───── Text for analysis
"Setting the Gospel to Music"









By Ray Lewis

          New Year’s Day, 1970, was anything but a happy occasion. I stood in the pediatric ward of Sparks Hospital in Ft. Smith, Arkansas, numbed by what I was hearing the doctor say. “Your child has cancer.”

          At his suggestion, we immediately took our nine-year old son, Monty Ray, to St. Jude’s Children Research Hospital in Memphis.

          No sooner had Monty been admitted and routine tests completed than the attending physician took me aside for more chilling news. Their diagnosis had confirmed that indeed it was cancer -- Hodgkin’s Disease - and that it was in its final stages. As gently as he could, the doctor assured me that my son would not live thirty days.

          Monty was a Down’s Syndrome child, and as such had fought with multiple aliments and infections throughout his young life. I suppose we were as “accustomed” as one gets to sickness, but nothing prepared us for this.
──────────
───── Information provided
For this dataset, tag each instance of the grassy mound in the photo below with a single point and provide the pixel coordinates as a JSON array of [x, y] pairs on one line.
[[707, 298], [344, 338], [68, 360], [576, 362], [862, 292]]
──────────
Pick up the account above of Monty Ray's illness, "Setting the Gospel to Music," and continue it from its final sentence.

**Answer to this problem**
          We prayed, our church prayed, friends and churches where we had sung over the years joined us in prayer for Monty. Thirty days later when we were supposed to be attending his funeral, he was released as an “out­patient” and we were attending a concert with the Happy Goodman Family, The Rambos, and Rosie Rozell and the Searchers at Ellis Auditorium in Memphis. Howard Goodman brought us backstage because the doctors didn’t want Monty out front in the crowd because of his immune system being so weak. This was the most spiritual concert I can ever recall attending. The glory of God hung like a mist over the place. Howard, Vestal and Dottie, along with many of the other singers, came over and prayed for Monty during the concert.

          Time rolled on. Weeks turned into months. Every other week, we would make the 600 mile round trip between Ft. Smith and Memphis for Monty’s treatment. He would get better, then get worse. The cancer would go into remission, then he would have a reaction to the medication. His liver began to fail due to all the blood transfusions.

          It finally became apparent that we were going to have to move closer to the hospital. As soon as I found employment in Memphis, I moved the family there. During all this, we still continued our singing ministry as best we could.

          Thirty days after our move to Memphis, my job - along with several other positions - was terminated. I'll never forget the feeling of helplessness that engulfed me. I was a Country boy in the biggest city I'd ever been in - knew no one, and had no friends there. From one day to the next, I didn't know if my son would be alive when I got home.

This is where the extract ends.